And I remember when I got married – I don’t know if I’m just a little slow or what, but I remember waking up the first day of our honeymoon, and I rolled over in bed, and I looked at Kay, and I go, “Man, I don’t feel married.” She said, “It doesn’t matter if you feel it or not, buddy; you’re married, you know?” Well, it was about six weeks later, and I remember I woke up one morning, and I leaned over and looked at her, and I thought, I get this woman the rest of my life, and I got so excited. And I got up and I started jumping around the room. I’m going, “I’m married, I’m married!” She says, “Well, it’s about time.”
And I think that was the same thing in my spiritual conversion. It really wasn’t an emotional decision for me. It was really pretty intellectual. Because I had been raised in a Christian home, I rejected it all, and I decided to study the religions of the world. I actually moved to Japan, and I studied Buddhism, Shintoism, Hinduism. I studied all the religions of the world, and it was an intellectual process that brought me to this decision.
But have there been times of doubt? Yes. In fact, at the end of the very first year after starting Saddleback in 1980. And I – actually, we – pulled into town right in the middle of rush-hour traffic. Now again, remember I was raised in a town of 500, and there’s L.A. traffic. And I’m in the middle of rush hour, and I look, and I go, “God, you’ve got the wrong guy.” And we had no money, no members, no building. I didn’t know a single person in Orange Country. It was a total move on faith from Dallas, Texas. We packed up everything in a U-Haul truck, my wife and I and our four-month-old baby. It was almost like the Beverly Hillbillies, you know, moving to southern California.

What is asked ->
1 – Condense the talk excerpt's paragraph beginning "And I think that was the same thing" into a short bulleted list that keeps its main facts.
2 – In the talk excerpt, what year is given for starting Saddleback?
3 – Repeat the stretch of the talk excerpt from "But have there" through "to southern California.".
The records aren't used by any task.

Data provided ->
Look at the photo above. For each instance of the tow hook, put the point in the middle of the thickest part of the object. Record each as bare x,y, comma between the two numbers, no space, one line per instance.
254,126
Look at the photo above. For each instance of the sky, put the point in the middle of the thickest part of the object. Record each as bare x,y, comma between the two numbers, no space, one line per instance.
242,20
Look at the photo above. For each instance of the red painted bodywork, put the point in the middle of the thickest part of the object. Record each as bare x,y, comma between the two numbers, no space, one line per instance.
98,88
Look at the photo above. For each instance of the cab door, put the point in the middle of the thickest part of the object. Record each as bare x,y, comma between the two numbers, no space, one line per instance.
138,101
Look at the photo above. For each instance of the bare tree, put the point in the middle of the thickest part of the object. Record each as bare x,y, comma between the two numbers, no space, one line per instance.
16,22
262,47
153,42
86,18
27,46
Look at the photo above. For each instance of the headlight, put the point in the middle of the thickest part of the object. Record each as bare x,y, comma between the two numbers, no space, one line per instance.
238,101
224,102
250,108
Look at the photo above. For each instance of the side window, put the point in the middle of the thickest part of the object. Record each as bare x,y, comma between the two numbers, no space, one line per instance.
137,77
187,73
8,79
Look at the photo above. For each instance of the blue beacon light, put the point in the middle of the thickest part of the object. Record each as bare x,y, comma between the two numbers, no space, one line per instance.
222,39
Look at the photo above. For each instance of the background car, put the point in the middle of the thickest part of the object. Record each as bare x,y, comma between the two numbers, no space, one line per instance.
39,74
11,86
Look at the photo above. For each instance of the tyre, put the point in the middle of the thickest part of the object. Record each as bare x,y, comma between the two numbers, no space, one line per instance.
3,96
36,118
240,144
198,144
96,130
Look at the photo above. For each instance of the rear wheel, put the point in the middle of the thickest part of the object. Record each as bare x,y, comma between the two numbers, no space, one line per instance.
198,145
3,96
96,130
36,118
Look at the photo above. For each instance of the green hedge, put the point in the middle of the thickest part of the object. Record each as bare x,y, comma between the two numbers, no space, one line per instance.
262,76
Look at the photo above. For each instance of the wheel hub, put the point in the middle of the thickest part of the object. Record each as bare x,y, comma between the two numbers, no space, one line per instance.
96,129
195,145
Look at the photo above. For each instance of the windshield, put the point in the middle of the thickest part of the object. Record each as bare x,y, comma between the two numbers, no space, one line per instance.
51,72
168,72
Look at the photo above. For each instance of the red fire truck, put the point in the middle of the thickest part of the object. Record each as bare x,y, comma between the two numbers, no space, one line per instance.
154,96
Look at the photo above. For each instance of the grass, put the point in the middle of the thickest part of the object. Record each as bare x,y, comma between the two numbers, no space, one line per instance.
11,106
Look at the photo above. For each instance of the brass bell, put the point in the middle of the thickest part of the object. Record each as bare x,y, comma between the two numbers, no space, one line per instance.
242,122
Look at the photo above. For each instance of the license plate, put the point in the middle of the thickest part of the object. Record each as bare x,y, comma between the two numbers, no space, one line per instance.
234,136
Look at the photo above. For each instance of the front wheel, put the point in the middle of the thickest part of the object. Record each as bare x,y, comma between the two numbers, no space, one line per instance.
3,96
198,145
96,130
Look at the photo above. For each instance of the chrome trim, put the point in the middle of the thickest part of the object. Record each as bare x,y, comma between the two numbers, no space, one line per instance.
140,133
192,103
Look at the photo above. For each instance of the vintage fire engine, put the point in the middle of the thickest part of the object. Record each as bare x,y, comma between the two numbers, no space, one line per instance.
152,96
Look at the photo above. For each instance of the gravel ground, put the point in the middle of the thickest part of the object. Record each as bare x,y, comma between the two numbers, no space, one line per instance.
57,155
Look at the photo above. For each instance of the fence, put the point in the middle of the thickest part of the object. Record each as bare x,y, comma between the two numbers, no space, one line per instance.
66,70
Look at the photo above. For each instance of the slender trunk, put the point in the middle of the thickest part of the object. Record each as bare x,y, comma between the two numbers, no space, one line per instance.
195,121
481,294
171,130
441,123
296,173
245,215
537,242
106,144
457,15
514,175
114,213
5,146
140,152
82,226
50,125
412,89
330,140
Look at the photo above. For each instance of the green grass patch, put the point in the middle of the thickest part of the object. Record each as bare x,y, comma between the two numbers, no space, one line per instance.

Expected outputs ->
1 –
- The spiritual conversion resembled the marriage experience: it was intellectual, not emotional.
- Raised in a Christian home, the speaker rejected that upbringing and chose to study the world's religions.
- The speaker moved to Japan and studied Buddhism, Shintoism and Hinduism, among all the world's religions.
- That intellectual process led to the decision.

2 – 1980.

3 –
But have there been times of doubt? Yes. In fact, at the end of the very first year after starting Saddleback in 1980. And I – actually, we – pulled into town right in the middle of rush-hour traffic. Now again, remember I was raised in a town of 500, and there’s L.A. traffic. And I’m in the middle of rush hour, and I look, and I go, “God, you’ve got the wrong guy.” And we had no money, no members, no building. I didn’t know a single person in Orange Country. It was a total move on faith from Dallas, Texas. We packed up everything in a U-Haul truck, my wife and I and our four-month-old baby. It was almost like the Beverly Hillbillies, you know, moving to southern California.